### DOCUMENT EXTRACT
____________________
Bioinformatics Approaches in Studying Microbial Diversity

Abstract

Proper understanding of molecular sequences, identification and phylogenetics of microorganisms are very important in many branches of biological science. Generation of genomic DNA sequence data from different organisms including microbes requires the application of bioinformatics tools for their analysis. Bioinformatics tools including BLAST, multiple sequence alignment tools etc. are used to analyze nucleic acid and amino acid sequences for phylogenetic affiliation. The emerging fields of comparative genomics and phylogenomics require the substantial knowledge and understanding of computational methods to handle the large scale data involved. The introduction of comparative rRNA sequence analysis represents a major milestone in the history of microbiology. Also single gene based phylogenetic inference and alternative global markers including elongation and initiation factors, RNA polymerase subunits, DNA gyrases, heat shock and RecA proteins are of immense importance. The analysis of the sequence data involves four general steps including: (i) selection of a suitable molecule or molecules, (ii) acquisition of molecular sequences, (iii) multiple sequence alignment and (iv) phylogenetic evaluation. This chapter explains in detail how raw data of molecular sequences from any microbe may be used for the detection and identification of microorganisms using computer based bioinformatics tools.
____________________
Saved data entries:
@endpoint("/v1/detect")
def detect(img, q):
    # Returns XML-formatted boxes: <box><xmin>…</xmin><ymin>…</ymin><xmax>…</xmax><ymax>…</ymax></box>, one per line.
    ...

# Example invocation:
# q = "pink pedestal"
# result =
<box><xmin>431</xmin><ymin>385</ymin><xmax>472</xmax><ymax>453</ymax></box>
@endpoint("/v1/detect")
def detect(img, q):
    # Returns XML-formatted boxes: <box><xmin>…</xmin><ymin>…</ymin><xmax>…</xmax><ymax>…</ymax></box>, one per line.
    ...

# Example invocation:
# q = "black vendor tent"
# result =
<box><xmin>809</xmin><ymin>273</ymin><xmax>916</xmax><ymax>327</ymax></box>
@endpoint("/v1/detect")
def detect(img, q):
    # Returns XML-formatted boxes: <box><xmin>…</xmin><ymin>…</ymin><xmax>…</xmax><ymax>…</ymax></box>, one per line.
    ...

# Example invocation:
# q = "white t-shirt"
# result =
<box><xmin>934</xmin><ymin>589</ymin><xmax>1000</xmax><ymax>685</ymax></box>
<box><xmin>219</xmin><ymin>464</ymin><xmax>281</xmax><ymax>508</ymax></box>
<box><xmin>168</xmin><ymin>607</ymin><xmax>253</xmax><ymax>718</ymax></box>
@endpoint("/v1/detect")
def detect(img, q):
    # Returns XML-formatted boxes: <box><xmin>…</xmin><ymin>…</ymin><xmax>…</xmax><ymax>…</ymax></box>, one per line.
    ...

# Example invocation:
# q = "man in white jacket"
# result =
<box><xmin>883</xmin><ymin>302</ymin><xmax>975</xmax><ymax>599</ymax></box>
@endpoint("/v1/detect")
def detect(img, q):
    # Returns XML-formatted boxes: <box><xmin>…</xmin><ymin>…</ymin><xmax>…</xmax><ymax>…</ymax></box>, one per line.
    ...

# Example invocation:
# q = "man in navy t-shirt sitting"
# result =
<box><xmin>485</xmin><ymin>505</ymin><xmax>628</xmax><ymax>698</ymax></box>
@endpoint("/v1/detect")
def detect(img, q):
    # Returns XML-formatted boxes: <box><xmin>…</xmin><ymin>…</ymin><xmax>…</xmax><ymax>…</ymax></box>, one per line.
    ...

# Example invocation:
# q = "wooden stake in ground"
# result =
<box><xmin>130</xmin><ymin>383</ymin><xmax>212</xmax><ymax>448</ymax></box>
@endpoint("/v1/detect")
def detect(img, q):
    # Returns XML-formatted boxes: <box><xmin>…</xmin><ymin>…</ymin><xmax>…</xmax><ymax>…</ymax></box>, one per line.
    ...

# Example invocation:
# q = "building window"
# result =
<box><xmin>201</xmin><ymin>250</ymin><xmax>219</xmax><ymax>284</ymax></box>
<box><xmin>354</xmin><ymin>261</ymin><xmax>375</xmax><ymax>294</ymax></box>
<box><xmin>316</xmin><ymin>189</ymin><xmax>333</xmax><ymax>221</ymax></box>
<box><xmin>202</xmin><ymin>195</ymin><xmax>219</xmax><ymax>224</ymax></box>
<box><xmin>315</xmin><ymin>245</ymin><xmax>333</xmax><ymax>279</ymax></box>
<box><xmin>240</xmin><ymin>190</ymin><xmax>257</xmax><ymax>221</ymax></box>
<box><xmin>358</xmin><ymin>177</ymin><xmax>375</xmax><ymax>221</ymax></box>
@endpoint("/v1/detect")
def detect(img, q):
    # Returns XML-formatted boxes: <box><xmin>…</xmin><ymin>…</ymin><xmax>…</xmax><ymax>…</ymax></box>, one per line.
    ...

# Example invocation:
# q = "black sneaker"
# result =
____________________
### STUDY QUESTIONS
a – Give the general steps that the abstract on bioinformatics in microbial diversity studies lists for analyzing sequence data.
b – Continue the abstract on bioinformatics in microbial diversity studies, starting after its final sentence.

### TASK ANSWERS
a –
1. Selection of a suitable molecule or molecules
2. Acquisition of molecular sequences
3. Multiple sequence alignment
4. Phylogenetic evaluation

b –
Glossary

Homology Searches: BLAST & FASTA

Background Information: The three BLAST programs that one will commonly use are BLASTN, BLASTP and BLASTX. BLASTN will compare your DNA sequence with all the DNA sequences in the nonredundant database (nr). BLASTP will compare your protein sequence with all the protein sequences in nr. In BLASTX nucleotide sequence of interest will be translated in all six reading frames and the products compared with the nr protein database. A tutorial is also available at NCBI.

BLAST Homepage – (NCBI)

Found at http://blast.ncbi.nlm.nih.gov/Blast.cgi. It is widely used for homology searches. BLAST stands for Basic Local Alignment Search Tool and it displays a number of organism and query specific blast.

Nucleotide BLAST (BLASTN)

N.B. the default database is “human genomic and transcript” not “nucleotide collection (nt/nr)”

Protein BLAST (BLASTP)

This program is also coupled with a motif search. If you suspect that your protein may only show weak sequence similarity to other proteins, I would suggest clicking on the PSI-BLAST (Position-Specific Iterated BLAST) feature. NCBI also provides a PSI-BLAST tutorial. PSI-BLAST searches to yield better delineation of true and false positives.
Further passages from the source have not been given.